### Dataset records:
========

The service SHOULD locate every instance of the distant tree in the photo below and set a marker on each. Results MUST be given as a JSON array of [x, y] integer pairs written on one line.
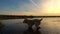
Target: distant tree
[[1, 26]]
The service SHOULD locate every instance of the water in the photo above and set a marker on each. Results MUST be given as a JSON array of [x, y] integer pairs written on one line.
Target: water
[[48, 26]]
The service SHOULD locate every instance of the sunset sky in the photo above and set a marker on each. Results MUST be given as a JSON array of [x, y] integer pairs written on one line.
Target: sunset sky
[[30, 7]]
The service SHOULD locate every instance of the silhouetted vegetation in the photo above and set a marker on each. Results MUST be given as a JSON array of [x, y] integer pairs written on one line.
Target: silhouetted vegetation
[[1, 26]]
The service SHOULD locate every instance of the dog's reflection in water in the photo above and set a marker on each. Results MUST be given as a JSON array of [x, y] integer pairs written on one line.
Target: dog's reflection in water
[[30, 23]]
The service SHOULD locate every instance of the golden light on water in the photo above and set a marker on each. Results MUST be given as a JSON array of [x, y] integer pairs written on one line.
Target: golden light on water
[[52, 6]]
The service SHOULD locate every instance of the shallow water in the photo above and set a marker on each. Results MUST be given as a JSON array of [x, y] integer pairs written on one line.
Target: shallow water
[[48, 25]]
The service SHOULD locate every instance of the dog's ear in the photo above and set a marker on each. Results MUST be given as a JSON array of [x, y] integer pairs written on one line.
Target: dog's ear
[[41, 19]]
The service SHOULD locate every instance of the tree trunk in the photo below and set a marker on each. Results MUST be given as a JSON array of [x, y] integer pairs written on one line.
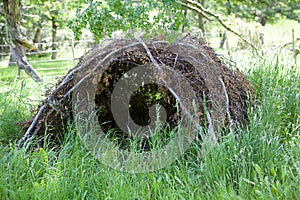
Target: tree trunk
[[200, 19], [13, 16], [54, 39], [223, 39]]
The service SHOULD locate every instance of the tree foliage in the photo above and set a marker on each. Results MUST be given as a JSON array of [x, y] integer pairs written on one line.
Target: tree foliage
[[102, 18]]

========

### What you should do:
Hand back the data above exactly, with no images.

### Response area:
The service SHOULD locate every instance of the distant tree in the photo below and set a marker on each. Results MUST be given as a JSON array of [x, y] integer pairs written on one line.
Target: distant tree
[[1, 26]]
The service SHOULD locate every instance of the water in the photo above and set a marker on each. Results MUST be given as a JSON array of [x, y] integer pairs written on one line.
Target: water
[[48, 26]]
The service SHOULD locate every instance of the sunset sky in the photo above and set a marker on each. Results MUST be given as a JSON array of [x, y] integer pairs written on one line.
Target: sunset sky
[[30, 7]]
The service SHOULD locate every instance of the silhouetted vegetation in the photo above and set a marker on each. Results MUST be given as a JSON array of [x, y] integer pairs written on one line.
Target: silhouetted vegetation
[[1, 26]]
The service SHOULD locate every instance of the dog's reflection in water in the photo above and set a marker on each. Results MUST be given as a JSON array of [x, y] integer pairs written on one line.
Target: dog's reflection in water
[[30, 23]]
The service SHOULD locate every instance of the golden light on water in the photo above and set a marker on each. Results MUST be given as a JSON array of [x, y] integer pairs written on one line.
Target: golden light on water
[[52, 6]]
The service SHOULD locate every instance of the shallow water in the photo above and set a marker on each. Results MUST be given as a JSON array of [x, y] integer pairs written on one line.
Target: shallow water
[[48, 25]]
The service SHOULD locate every instance of the dog's ear in the photo above and set a marker on each. Results MUST be given as a JSON array of [x, y] integer pairs written on one line.
Target: dog's ear
[[41, 19]]
The service SHOULD locate every instance of the tree trunk in the photo below and set a marker on each. Results MUST be given as a JSON array of [x, y] integer pairs written on one line.
Target: tree trunk
[[200, 19], [13, 16], [54, 39], [223, 39]]
The service SHOULD locate every instance of the tree foliage in the photo above and set a marker on each. Results MUST be given as a JSON array of [x, y] integer pairs written on one line.
Target: tree foliage
[[102, 18]]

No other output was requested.